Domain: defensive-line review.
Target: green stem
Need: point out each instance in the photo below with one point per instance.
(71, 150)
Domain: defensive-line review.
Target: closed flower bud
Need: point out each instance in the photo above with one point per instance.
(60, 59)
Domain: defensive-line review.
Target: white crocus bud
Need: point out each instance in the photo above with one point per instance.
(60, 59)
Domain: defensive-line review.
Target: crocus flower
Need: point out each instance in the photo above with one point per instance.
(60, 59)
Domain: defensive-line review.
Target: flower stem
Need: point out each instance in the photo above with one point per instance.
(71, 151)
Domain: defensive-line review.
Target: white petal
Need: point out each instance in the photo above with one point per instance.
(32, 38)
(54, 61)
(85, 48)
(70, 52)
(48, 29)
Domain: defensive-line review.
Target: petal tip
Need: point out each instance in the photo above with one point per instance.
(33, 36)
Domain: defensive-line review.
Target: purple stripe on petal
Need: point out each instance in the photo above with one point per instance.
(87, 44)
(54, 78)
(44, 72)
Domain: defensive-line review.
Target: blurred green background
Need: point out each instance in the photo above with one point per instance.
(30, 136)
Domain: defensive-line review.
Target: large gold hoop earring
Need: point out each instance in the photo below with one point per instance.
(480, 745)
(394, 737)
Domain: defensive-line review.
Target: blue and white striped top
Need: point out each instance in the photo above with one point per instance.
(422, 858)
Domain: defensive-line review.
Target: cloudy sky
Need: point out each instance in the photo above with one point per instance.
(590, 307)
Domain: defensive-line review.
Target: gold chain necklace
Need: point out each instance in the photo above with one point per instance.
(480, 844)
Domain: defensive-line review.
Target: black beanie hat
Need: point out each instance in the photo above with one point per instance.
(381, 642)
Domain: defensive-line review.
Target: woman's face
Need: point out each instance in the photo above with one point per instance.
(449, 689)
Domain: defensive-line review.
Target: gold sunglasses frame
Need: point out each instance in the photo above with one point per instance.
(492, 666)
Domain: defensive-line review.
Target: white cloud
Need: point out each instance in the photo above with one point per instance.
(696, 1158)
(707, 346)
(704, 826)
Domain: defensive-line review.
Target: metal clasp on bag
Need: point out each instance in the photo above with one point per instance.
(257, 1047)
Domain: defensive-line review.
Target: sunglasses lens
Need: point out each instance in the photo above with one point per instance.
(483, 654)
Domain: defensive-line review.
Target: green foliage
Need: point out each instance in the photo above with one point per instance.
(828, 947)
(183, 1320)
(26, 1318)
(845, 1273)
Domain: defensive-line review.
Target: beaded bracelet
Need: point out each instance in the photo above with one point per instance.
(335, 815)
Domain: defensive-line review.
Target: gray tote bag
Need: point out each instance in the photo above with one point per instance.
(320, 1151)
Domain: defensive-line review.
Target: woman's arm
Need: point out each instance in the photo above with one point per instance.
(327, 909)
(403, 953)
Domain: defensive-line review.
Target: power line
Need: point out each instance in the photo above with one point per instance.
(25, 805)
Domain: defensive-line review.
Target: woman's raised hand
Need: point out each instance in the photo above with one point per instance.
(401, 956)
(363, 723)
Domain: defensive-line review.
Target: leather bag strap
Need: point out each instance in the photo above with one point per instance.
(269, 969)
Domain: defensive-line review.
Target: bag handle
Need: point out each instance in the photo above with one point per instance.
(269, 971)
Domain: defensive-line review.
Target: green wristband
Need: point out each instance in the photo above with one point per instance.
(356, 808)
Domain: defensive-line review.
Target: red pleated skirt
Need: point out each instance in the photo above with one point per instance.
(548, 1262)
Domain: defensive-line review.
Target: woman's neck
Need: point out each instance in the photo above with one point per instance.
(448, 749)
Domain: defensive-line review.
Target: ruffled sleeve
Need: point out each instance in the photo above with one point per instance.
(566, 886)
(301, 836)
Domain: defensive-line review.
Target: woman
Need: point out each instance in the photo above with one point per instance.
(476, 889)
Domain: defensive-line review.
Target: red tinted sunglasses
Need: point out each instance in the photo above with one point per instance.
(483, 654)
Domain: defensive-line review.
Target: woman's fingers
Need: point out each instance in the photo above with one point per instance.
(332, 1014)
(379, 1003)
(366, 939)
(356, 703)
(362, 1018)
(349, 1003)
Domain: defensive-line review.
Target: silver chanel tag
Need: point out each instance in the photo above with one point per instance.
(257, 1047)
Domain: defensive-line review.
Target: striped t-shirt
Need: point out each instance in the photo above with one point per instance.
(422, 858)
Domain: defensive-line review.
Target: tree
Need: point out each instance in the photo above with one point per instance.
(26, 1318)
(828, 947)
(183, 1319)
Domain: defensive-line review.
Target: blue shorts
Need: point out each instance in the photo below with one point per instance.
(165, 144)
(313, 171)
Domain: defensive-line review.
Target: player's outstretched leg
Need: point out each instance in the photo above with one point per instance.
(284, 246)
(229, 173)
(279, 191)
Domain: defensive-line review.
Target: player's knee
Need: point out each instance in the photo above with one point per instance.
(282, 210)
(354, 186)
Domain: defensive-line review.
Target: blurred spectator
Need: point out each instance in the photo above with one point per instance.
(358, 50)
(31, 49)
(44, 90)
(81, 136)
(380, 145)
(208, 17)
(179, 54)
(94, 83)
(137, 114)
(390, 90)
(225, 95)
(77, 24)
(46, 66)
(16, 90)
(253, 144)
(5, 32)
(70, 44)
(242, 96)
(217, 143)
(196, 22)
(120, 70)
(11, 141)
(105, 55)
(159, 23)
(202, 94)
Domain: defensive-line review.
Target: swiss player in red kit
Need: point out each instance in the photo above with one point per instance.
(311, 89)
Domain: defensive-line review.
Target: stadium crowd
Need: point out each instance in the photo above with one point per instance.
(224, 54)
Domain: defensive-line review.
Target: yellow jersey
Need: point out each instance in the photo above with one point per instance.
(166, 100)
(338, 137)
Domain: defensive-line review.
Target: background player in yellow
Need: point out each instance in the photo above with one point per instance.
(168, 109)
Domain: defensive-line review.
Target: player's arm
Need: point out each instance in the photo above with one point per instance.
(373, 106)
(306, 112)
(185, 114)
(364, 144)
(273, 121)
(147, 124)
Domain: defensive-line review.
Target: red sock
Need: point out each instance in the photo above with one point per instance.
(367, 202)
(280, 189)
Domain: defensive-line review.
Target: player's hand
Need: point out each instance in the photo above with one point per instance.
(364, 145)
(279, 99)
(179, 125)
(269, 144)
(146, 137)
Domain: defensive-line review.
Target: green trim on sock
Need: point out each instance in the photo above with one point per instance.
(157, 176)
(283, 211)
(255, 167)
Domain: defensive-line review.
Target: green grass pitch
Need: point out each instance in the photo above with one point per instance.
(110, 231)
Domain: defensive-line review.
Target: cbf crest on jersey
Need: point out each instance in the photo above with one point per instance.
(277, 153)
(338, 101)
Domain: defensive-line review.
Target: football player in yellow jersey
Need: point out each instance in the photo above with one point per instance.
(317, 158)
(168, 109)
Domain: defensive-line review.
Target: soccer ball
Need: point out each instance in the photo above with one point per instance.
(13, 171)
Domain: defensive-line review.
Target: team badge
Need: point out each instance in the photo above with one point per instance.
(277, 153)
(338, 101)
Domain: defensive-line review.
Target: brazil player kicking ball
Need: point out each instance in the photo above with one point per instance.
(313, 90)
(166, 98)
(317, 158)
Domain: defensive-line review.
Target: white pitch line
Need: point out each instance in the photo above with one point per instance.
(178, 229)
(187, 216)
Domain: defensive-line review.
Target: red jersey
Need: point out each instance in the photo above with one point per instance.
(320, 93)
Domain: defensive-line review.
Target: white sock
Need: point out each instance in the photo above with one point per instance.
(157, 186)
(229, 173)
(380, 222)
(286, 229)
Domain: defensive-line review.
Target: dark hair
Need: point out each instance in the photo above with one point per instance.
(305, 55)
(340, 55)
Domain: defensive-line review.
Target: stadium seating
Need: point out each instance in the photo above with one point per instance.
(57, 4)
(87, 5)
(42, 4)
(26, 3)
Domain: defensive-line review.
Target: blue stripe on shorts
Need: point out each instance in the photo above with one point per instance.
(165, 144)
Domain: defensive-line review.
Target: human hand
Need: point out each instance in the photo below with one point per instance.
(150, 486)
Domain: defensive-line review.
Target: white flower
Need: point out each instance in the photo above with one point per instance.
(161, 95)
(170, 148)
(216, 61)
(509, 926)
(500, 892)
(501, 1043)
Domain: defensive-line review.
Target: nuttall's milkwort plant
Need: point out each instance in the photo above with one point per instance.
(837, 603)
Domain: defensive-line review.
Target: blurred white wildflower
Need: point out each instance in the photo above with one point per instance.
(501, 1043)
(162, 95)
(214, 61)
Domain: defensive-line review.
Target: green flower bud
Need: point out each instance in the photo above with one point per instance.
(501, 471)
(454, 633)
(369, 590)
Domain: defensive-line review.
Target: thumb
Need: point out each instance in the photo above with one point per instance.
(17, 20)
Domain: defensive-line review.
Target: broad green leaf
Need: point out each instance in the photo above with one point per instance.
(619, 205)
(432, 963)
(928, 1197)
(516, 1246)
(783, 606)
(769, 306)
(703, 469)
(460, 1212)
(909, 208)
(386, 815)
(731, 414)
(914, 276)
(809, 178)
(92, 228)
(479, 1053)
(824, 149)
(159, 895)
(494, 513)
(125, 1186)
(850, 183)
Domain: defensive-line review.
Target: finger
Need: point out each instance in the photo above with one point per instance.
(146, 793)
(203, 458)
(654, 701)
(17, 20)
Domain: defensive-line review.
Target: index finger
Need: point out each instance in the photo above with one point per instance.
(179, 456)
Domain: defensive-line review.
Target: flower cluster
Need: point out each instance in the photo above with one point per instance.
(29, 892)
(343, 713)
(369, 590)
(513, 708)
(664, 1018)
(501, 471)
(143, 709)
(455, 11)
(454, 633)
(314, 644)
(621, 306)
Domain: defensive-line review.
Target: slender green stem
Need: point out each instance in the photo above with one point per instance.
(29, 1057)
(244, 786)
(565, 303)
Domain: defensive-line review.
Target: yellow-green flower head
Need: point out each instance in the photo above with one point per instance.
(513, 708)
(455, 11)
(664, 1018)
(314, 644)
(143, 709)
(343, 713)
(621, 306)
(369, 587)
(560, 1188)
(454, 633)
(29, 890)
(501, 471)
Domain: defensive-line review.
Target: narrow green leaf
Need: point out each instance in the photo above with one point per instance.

→ EXERCISE DETAILS:
List every line of the records above that contains the string "green", reproducing each line in full. Treat the match as case-sensitive.

→ EXPECTED ANSWER:
Target: green stem
Target: blurred green background
Target: green foliage
Target: green wristband
Target: green trim on sock
Target: green grass pitch
Target: green flower bud
Target: broad green leaf
Target: slender green stem
Target: yellow-green flower head
Target: narrow green leaf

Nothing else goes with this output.